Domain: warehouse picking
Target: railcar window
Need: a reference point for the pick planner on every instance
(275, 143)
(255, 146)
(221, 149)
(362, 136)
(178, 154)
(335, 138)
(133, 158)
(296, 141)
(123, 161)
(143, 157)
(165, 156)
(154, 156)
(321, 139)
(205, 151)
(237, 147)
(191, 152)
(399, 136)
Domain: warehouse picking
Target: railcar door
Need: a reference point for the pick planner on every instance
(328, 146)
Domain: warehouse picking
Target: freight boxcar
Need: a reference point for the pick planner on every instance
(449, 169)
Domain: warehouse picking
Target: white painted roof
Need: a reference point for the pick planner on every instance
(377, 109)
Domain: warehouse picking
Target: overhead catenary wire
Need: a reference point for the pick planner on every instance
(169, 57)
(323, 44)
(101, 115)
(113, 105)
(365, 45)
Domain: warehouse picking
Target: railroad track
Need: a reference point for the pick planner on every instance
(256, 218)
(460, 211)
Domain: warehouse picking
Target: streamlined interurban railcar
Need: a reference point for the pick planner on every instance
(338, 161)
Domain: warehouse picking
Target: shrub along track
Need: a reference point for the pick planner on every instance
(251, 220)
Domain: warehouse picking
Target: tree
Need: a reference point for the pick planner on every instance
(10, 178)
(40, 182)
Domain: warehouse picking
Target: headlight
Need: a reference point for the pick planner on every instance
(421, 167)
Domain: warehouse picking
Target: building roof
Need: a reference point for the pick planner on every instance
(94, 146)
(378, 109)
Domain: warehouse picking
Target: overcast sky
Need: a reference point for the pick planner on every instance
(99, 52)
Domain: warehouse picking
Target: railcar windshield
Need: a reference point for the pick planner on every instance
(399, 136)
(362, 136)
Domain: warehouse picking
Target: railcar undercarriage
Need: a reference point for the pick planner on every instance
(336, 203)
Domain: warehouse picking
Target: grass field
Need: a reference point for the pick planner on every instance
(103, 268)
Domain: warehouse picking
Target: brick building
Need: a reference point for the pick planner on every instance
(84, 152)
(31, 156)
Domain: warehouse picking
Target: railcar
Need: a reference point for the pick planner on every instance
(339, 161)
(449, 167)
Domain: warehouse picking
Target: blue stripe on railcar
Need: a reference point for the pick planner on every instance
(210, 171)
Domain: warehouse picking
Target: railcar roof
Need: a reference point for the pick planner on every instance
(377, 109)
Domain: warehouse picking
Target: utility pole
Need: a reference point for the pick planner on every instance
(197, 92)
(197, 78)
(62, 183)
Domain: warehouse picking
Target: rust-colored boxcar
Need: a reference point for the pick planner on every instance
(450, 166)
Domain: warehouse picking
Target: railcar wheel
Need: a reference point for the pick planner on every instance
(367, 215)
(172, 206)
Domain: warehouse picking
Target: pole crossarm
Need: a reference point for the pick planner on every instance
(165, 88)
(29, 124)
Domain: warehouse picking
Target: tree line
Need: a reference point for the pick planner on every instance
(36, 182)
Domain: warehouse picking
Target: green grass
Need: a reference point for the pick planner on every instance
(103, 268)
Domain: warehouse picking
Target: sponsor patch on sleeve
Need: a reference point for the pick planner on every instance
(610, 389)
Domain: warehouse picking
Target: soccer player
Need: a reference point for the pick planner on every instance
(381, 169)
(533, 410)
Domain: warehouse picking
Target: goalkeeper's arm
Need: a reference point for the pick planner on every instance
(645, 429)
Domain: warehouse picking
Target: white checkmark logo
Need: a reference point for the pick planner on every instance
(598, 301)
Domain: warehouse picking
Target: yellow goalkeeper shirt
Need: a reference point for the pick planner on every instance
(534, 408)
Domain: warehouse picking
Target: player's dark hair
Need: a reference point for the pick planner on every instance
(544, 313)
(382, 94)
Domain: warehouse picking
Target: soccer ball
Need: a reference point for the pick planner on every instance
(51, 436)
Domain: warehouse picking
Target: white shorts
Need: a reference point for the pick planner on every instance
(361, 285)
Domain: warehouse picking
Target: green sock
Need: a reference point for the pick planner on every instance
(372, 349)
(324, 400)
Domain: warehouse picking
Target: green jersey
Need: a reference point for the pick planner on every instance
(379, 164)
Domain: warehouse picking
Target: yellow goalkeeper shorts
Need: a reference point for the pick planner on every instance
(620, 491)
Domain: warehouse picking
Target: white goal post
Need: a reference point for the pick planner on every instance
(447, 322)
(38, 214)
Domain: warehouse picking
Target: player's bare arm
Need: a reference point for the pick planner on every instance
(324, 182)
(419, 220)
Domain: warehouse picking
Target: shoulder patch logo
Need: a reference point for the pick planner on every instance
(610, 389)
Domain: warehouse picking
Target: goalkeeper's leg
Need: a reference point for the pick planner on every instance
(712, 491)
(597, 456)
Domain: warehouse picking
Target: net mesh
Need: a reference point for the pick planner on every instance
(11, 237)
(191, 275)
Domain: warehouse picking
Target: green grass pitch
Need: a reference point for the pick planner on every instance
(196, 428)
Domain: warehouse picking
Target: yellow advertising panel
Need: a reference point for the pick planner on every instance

* * *

**Do this**
Please find each line in the records above that contains the word "pole", treating uppercase and lowercase as different, and copy those lines.

**Solution to this exercise**
Target: utility pole
Target: pole crossarm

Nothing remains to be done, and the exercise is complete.